* [GOAL] Set out every line of the listing below as a Markdown table with the columns "Row" and "Line", numbering the rows and skipping blank lines. Leave the pictures out of your answer.

* [INPUT DATA]
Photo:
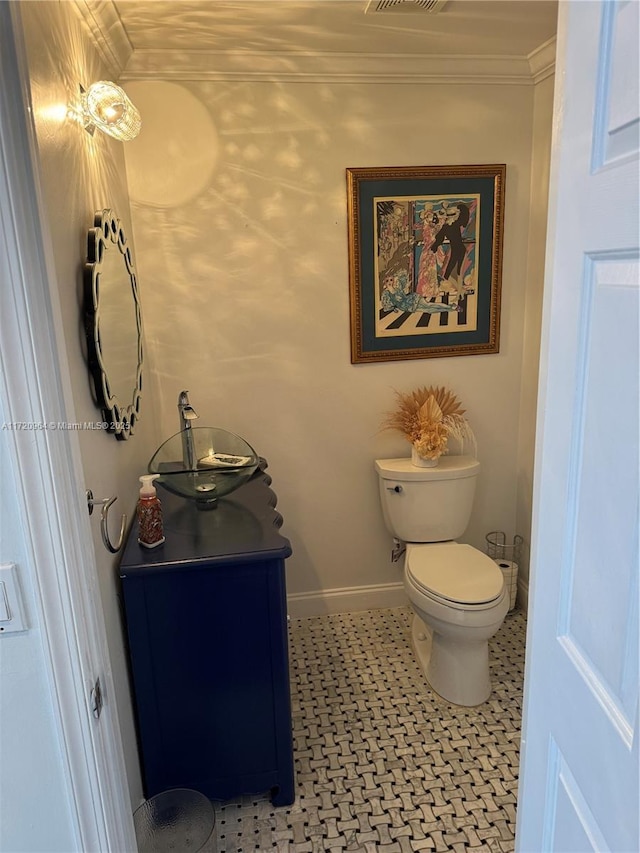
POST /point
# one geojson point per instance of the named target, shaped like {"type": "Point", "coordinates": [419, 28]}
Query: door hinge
{"type": "Point", "coordinates": [96, 699]}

* [FULL SOLUTION]
| Row | Line |
|---|---|
| 1 | Photo: |
| 2 | POST /point |
| 3 | # one geojson point per instance of the named target, shaped like {"type": "Point", "coordinates": [419, 28]} |
| 4 | Query: door hinge |
| 5 | {"type": "Point", "coordinates": [96, 699]} |